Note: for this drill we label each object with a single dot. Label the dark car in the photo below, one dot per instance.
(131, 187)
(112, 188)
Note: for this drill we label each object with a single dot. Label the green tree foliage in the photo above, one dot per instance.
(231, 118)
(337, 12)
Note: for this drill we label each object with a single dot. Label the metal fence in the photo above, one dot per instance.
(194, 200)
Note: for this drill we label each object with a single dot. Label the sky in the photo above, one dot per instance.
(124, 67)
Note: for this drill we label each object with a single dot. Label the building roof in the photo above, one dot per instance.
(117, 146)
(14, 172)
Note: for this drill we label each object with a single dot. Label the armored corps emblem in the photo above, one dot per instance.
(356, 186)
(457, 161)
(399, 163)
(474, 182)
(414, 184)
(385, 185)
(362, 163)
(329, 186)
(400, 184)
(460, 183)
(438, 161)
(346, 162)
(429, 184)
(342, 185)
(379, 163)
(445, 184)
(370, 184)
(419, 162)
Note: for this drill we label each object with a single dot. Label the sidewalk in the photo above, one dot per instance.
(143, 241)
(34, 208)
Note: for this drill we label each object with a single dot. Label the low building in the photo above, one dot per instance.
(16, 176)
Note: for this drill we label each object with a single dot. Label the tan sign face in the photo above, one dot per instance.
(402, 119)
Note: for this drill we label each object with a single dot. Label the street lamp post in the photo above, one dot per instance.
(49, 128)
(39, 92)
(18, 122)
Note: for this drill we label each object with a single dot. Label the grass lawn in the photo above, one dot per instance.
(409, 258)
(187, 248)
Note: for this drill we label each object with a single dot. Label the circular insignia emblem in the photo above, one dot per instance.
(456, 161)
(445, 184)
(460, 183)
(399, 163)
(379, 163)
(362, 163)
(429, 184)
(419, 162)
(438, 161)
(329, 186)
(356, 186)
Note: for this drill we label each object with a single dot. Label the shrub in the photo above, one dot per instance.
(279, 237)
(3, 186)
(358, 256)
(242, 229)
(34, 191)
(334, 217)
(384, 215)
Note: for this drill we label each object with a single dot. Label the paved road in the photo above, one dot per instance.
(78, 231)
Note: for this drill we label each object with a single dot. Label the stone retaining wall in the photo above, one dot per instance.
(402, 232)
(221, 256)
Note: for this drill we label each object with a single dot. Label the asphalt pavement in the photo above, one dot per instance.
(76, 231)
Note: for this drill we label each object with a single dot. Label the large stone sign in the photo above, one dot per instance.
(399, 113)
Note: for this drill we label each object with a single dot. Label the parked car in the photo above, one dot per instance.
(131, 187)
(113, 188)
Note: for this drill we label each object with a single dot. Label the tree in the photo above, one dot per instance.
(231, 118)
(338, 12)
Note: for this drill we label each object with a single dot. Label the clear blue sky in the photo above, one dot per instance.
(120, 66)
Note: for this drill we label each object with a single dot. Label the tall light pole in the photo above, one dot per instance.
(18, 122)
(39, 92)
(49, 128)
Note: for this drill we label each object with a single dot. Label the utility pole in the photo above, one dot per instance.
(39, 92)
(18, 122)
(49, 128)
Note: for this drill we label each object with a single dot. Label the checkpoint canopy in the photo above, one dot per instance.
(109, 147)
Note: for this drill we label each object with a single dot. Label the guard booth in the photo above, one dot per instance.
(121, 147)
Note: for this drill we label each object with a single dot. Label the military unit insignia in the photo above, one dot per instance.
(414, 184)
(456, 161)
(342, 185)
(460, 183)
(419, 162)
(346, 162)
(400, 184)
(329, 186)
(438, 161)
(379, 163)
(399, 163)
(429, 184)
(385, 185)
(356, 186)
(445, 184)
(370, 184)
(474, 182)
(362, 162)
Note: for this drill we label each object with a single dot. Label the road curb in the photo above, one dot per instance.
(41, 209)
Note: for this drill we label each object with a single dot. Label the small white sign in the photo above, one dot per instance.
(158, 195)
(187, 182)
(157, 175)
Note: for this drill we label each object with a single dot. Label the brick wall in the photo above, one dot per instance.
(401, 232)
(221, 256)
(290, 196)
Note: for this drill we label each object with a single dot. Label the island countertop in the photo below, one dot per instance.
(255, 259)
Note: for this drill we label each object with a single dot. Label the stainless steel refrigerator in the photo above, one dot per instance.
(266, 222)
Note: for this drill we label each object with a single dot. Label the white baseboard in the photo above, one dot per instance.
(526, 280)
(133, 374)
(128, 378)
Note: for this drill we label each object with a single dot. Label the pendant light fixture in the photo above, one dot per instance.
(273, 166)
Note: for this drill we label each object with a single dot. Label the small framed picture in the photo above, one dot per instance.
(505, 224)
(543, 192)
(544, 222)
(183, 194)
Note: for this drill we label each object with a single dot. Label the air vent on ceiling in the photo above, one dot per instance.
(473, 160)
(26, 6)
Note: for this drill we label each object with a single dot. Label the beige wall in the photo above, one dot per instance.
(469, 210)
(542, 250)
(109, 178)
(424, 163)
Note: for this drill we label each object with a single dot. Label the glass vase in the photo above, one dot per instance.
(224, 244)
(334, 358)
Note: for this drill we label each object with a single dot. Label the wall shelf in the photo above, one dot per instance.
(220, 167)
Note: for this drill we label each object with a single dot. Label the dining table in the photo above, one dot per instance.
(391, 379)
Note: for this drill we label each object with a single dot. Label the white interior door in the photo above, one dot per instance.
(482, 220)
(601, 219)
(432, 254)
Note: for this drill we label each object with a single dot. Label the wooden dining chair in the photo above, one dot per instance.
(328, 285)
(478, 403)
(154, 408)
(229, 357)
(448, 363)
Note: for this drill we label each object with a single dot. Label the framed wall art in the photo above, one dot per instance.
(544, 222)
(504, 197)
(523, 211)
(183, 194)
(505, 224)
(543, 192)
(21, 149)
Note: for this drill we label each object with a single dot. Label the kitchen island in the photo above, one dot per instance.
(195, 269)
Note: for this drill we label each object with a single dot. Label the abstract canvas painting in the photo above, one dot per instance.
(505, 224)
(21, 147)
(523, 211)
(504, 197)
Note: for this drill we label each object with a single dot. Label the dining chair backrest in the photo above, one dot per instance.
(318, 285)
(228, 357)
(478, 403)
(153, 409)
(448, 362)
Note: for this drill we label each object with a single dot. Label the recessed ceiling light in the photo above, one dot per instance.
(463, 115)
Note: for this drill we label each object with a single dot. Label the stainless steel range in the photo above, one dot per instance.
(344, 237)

━━━━

Write out all the records above again, exactly as they stand.

- [OUTPUT OF THE TASK]:
Note: for this drill we label each object with a single dot. Label the dark car in the photo below, one dot per instance.
(131, 187)
(112, 188)
Note: for this drill we label each object with a single dot. Label the green tree foliage in the photo above, one dot per instance.
(231, 118)
(337, 12)
Note: for this drill we label each object with a single dot. Label the metal fence in the photo above, one dot per instance.
(194, 200)
Note: for this drill we label each object with a single dot. Label the sky in the photo above, one dot per instance.
(124, 67)
Note: for this drill we label each object with a single dot. Label the building roof in the photo above, one dot per instance.
(117, 146)
(14, 172)
Note: for this drill we label each object with a single dot. Label the armored corps emblem in the photo above, one dot per instance.
(356, 186)
(457, 161)
(399, 163)
(474, 182)
(414, 184)
(385, 185)
(362, 163)
(329, 186)
(400, 184)
(460, 183)
(438, 161)
(346, 162)
(429, 184)
(342, 185)
(379, 163)
(445, 184)
(370, 184)
(419, 162)
Note: for this drill we label each object with a single dot. Label the sidewalk in the photo above, one dot per instance.
(143, 241)
(34, 208)
Note: for this drill we label each object with a single dot. Label the low building in the photo above, one dot per instance.
(16, 176)
Note: for this drill we label each object with a single dot. Label the tan sign face in the photo above, one dot per instance.
(402, 119)
Note: for this drill we label each object with a single dot. Label the street lamp post in the photo above, one dot per instance.
(49, 128)
(39, 92)
(18, 122)
Note: for this drill we label each object with a single dot. Label the grass lawn in the photo above, one dot per instance.
(409, 258)
(187, 248)
Note: for this drill we label each object with a single dot. Label the circular insignia emblem in the photo above, one dot per instance.
(456, 161)
(445, 184)
(460, 183)
(399, 163)
(379, 163)
(362, 163)
(429, 184)
(419, 162)
(438, 161)
(329, 186)
(356, 186)
Note: for this drill we label each object with a single dot. Label the shrub in the photo above, one dot per instance.
(279, 237)
(3, 186)
(358, 256)
(242, 229)
(34, 191)
(334, 217)
(384, 215)
Note: for this drill we label each object with a single dot. Label the paved road in the photo above, one dot per instance.
(78, 231)
Note: for this drill we label each object with a single dot. Label the stone retaining wall in the photo above, one dot per instance.
(402, 232)
(221, 256)
Note: for this drill we label each object with a single dot. Label the asphalt pavement in the photo above, one dot per instance.
(76, 231)
Note: for this drill we label each object with a single dot. Label the large stone sign in the photo above, one dot per instance.
(399, 113)
Note: for this drill we label each object with a single dot. Label the parked car in the photo above, one dot per instance.
(131, 187)
(113, 188)
Note: for this drill we label each object with a single dot. Label the tree in the photo above, one dot per instance.
(231, 118)
(338, 12)
Note: for this drill we label each object with a single dot. Label the clear blue sky in the photo above, one dot per instance.
(120, 66)
Note: for this drill we label each object with a single dot. Label the tall light pole in the photo above, one dot per instance.
(18, 122)
(39, 92)
(49, 128)
Note: for this drill we label each object with a single dot. Label the utility pole in the photo above, one dot per instance.
(39, 92)
(18, 122)
(49, 128)
Note: for this drill we label each object with a single dot. Label the checkpoint canopy in the photo above, one dot per instance.
(109, 147)
Note: for this drill we label each object with a single dot. Label the guard booth in the photo above, one dot per instance.
(121, 147)
Note: for this drill we label each object with a single dot. Label the military unit insignia in the photo above, one dot per instance.
(414, 184)
(456, 161)
(342, 185)
(460, 183)
(419, 162)
(346, 162)
(400, 184)
(329, 186)
(438, 161)
(379, 163)
(399, 163)
(429, 184)
(385, 185)
(356, 186)
(445, 184)
(370, 184)
(474, 182)
(362, 162)
Note: for this drill we label each object with a single dot. Label the road curb in the photo above, one dot per instance.
(41, 209)
Note: for this drill we label each object with a single dot. Label the small white sign in the photo above, one dot per instance.
(158, 195)
(187, 182)
(157, 175)
Note: for this drill we label each object with a single dot. Label the brick wall in the photo above, one dot per instance.
(401, 232)
(221, 256)
(290, 196)
Note: for this drill we label each object with a single dot. Label the island countertop in the photo below, one dot per instance.
(255, 259)
Note: for this drill we label each object with a single dot. Label the stainless steel refrigerator in the photo above, one dot per instance.
(266, 222)
Note: for this drill we label each object with a single dot. Label the white baseboard in the photo above, one dot per instance.
(526, 280)
(133, 374)
(128, 378)
Note: for this drill we label each object with a single dot. Label the pendant light fixture in the photo above, one dot per instance.
(273, 166)
Note: for this drill we label each object with a single dot. Label the small framed picture in the photo above, one dot per instance.
(505, 224)
(543, 192)
(544, 222)
(183, 194)
Note: for this drill we label each object with a single dot. Label the air vent on ceiling in the photo above, one dot per instance.
(473, 160)
(26, 6)
Note: for this drill we label each object with a single dot. Label the beige wall in the photo above, one dot per instance.
(469, 210)
(542, 250)
(109, 178)
(424, 163)
Note: for this drill we label each object with a single dot. Label the glass vase in the photo above, one dot per instance.
(224, 244)
(334, 358)
Note: for this drill we label each object with a single dot. Label the wall shelf in the photo above, one dot per instance.
(220, 167)
Note: for this drill we label each object with a single dot. Label the dining table in the photo above, one dot per instance.
(391, 379)
Note: for this drill we label each object with a single dot. Label the white interior door in the photo above, one dot per instance.
(482, 220)
(601, 219)
(432, 254)
Note: for this drill we label each object with a single dot. Label the wooden dining chair in the photo above, one dot per instance.
(328, 285)
(478, 403)
(154, 408)
(229, 357)
(448, 363)
Note: for this drill we label each object with a single dot. Label the framed wall art in the photo above, one dot per instance.
(544, 222)
(504, 197)
(523, 211)
(183, 194)
(505, 224)
(543, 192)
(21, 149)
Note: for this drill we label each object with a single dot. Label the kitchen island in the photo above, one dot per instance.
(195, 269)
Note: for this drill we label each object with a single dot. Label the abstract canvas painting in the photo above, one dot per instance.
(505, 224)
(21, 147)
(523, 211)
(504, 197)
Note: for this drill we label each object with a single dot. Label the dining chair backrest in the photo above, one dot per instance.
(318, 285)
(228, 357)
(478, 403)
(153, 409)
(448, 362)
Note: for this drill we label each object with a single dot. Label the recessed ceiling light in the photo above, one dot per instance.
(463, 115)
Note: for this drill we label each object with a single dot. Label the stainless steel range in the photo above, one dot per instance.
(344, 237)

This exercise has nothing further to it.